◆ **SHORT PROBLEM**:
Write out every line of the entries below as a JSON list of strings, one string per line, leaving out any blank lines.

◆ **GIVEN ENTRIES**:

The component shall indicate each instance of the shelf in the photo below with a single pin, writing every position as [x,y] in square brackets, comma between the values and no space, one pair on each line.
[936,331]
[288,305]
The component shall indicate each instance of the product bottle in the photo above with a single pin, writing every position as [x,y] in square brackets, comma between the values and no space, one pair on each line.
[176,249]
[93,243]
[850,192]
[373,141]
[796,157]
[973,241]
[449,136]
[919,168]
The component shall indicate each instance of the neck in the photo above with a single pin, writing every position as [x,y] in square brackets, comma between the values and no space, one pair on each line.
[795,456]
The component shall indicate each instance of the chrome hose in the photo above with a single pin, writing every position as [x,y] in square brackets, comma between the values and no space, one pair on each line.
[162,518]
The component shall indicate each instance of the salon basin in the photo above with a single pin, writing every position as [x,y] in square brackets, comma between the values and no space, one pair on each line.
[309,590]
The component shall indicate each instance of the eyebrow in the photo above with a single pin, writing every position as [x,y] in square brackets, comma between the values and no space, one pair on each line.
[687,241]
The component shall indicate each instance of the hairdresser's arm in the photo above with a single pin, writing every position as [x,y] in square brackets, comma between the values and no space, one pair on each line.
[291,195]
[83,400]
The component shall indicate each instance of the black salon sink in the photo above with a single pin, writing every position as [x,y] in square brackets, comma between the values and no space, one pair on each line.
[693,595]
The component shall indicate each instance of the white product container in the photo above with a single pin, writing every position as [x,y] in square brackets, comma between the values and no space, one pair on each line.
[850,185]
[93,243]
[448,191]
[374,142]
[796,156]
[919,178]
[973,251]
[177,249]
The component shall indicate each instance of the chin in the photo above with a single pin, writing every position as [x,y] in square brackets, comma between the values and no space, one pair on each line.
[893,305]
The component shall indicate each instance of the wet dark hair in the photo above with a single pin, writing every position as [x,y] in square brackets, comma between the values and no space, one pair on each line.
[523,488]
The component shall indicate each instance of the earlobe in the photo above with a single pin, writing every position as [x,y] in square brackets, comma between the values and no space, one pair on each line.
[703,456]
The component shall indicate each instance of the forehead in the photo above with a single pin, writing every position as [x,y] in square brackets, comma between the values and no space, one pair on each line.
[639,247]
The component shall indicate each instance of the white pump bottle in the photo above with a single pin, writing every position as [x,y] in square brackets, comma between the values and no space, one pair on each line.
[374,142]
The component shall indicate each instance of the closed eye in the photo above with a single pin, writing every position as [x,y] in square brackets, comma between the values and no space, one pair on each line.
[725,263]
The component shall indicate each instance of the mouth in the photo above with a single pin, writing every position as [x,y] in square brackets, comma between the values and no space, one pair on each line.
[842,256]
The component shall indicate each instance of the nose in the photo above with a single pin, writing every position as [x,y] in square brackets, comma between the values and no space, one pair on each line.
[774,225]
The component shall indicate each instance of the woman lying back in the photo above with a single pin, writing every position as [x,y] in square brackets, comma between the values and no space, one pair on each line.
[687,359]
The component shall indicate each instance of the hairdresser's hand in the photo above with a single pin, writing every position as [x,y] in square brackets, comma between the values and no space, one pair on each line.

◆ **EXPECTED ANSWER**:
[
  "The component shall indicate each instance of the shelf in the photo below with a single pin, writing every position as [x,y] in square brackets, comma between the values and no space, one pair on each line.",
  "[936,331]",
  "[288,305]",
  "The component shall indicate each instance of the product bottle in the photo above with a single pin, writing every position as [x,y] in square brackets, comma between the values and no space, one pair on each line.",
  "[176,249]",
  "[93,243]",
  "[850,192]",
  "[373,141]",
  "[796,157]",
  "[973,241]",
  "[449,136]",
  "[919,168]",
  "The component shall indicate each instance of the neck in the photo above with a single pin, writing every position as [x,y] in square brackets, comma between the values and no space, one pair on each line.",
  "[795,456]",
  "The component shall indicate each instance of the chrome hose in the photo above with a single pin, writing every position as [x,y] in square brackets, comma between the values and no space, one pair on each line.",
  "[162,518]",
  "The component shall indicate each instance of the salon basin in the photo above with a single pin, writing every position as [x,y] in square brackets, comma between the values and no space, one pair on each line.",
  "[309,590]",
  "The component shall indicate each instance of the eyebrow in the photo above with a single pin, writing every position as [x,y] in square brackets, comma between the values and no space, one pair on each line.",
  "[687,241]",
  "The component shall indicate each instance of the hairdresser's arm in the photo above with a single pin, writing every position as [x,y] in square brackets, comma between the values and no space, one pair on each line.",
  "[291,195]",
  "[83,400]",
  "The component shall indicate each instance of the black salon sink in the photo above with a single pin, writing every position as [x,y] in square brackets, comma between the values and no space, one pair on each line.",
  "[693,595]",
  "The component shall indicate each instance of the white product container in the photo above with a single pin, writing every position as [x,y] in square brackets, comma between the values and no space, one pair on each line.",
  "[850,185]",
  "[93,243]",
  "[448,191]",
  "[374,142]",
  "[796,156]",
  "[919,178]",
  "[973,251]",
  "[177,249]",
  "The component shall indicate each instance of the chin in the photo above with a single pin, writing every position as [x,y] in square brackets, comma between the values and no space, one pair on each line.",
  "[893,305]",
  "The component shall indicate each instance of the wet dark hair in the photo above with a single pin, writing every position as [x,y] in square brackets, comma between the values and no space, one pair on each line.",
  "[523,488]",
  "The component shall indicate each instance of the earlobe in the photo above with a single pin, writing every position as [x,y] in square brackets, comma between the values and no space, one pair on each line.",
  "[703,456]",
  "The component shall indicate each instance of the forehead in the photo above with a single pin, writing every position as [x,y] in square brackets, comma between the values and no space, one pair on each line.",
  "[639,247]",
  "The component shall indicate each instance of the white pump bottle in the photo above with a single pin, writing every position as [x,y] in square brackets, comma between the values and no space, one pair on each line.",
  "[374,142]",
  "The component shall indicate each instance of the closed eye in the photo above with a single pin, writing every position as [x,y] in square brackets, comma between the values and no space, one pair on each line.",
  "[725,263]",
  "The component shall indicate each instance of the mouth in the photo above with a single pin, writing every position as [x,y] in square brackets, comma between the values and no space, one pair on each line.",
  "[842,256]",
  "The component shall indicate each instance of the nose in the photo above with a single pin, writing every position as [x,y] in square brackets, comma between the values and no space, one pair on each line.",
  "[774,225]",
  "The component shall indicate each instance of the woman lying back in the photo above with a single pin, writing every position as [x,y] in square brackets, comma between the values and no space, one pair on each line.",
  "[687,359]",
  "The component shall indicate each instance of the hairdresser's hand in the photo above with a single pin, writing every position as [x,y] in square brackets, comma between the values and no space, one pair on each line."
]